**課題の内容**
次の1.〜3.が硬貨の穴についての文章の内容と合っているかを判断し、それぞれ「はい」か「いいえ」で答えてください。判断の決め手となる文章中の語句も正確に引用してください。
1. 5円玉や50円玉の穴は、正しい中心にあいている。
2. 書き手の観察では、特に50円玉の穴の変形が目立つ。
3. 造幣局では、板材から抜き落とした丸い板を円形と呼ぶ。

**読む文章**

5円玉、50円玉の穴をしみじみとご覧になったことはありませんか。でもいつも使っているのですから見当つきますね。思い浮かべて下さい。
では伺います。穴は中心に空いていますか。穴の形は正円ですか。
そんなこと当たり前だと、もし思っていたら観察力が足りません。穴は確かに中心にあいていますが、正しい中心ではありません。また、正円でもありません。財布から出してよく見て下さい。穴はちょっといびつです。穴の周りの丸い模様の縁が一定ではありません。
試しに、たくさんの同じお金を重ね、穴に丸い棒を通して横に浮かせて見て下さい。その時お金の端はでこぼこして一定には揃いません。つまり穴は位置も形も一定ではないということを示しています。
私の観察では特に50円玉の穴の変形が顕著です。
●穴の変形の訳
そう言えばそうだ、たしかにいびつだと、気がつかれたことでしょう。おまけに、穴の内縁(こば)は平面に対して直角であるべきなのに、ひどいものは斜めになっています。
ではなぜそういう形になっているのでしょうか。
それは、この貨幣の作り方にあります。貨幣はまず板材から外形をプレスで抜き落とします。抜き落とした丸い形状の板を、造幣局では円形(えんぎょう)と呼びます。
円形を模様のある型で上下から(又は下のホームページでは横打ち)プレス(圧印)して模様を打ち込みます。その時、1円玉、10円玉のように外縁にギザの無いものはプレス成型のときに円形が外のスリーブ枠に押し付けられ、平らなきれいな縁になります。

**データ**
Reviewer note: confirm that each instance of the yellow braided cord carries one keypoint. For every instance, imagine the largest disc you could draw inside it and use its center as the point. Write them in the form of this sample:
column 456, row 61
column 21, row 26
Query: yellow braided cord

**解答例**
1. いいえ。「穴は確かに中心にあいていますが、正しい中心ではありません。」
2. はい。「私の観察では特に50円玉の穴の変形が顕著です。」
3. はい。「抜き落とした丸い形状の板を、造幣局では円形(えんぎょう)と呼びます。」